Update the items below by replacing each occurrence of "traffic light" with "signal light", leaving every other character as is.
━━━━━ STORED ROWS ━━━━━
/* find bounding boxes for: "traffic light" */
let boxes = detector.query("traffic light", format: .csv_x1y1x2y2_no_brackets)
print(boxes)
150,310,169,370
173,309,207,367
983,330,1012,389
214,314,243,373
━━━━━
> ANSWER TO THE PROBLEM:
/* find bounding boxes for: "signal light" */
let boxes = detector.query("signal light", format: .csv_x1y1x2y2_no_brackets)
print(boxes)
150,310,169,370
173,309,207,367
983,330,1012,389
214,314,243,373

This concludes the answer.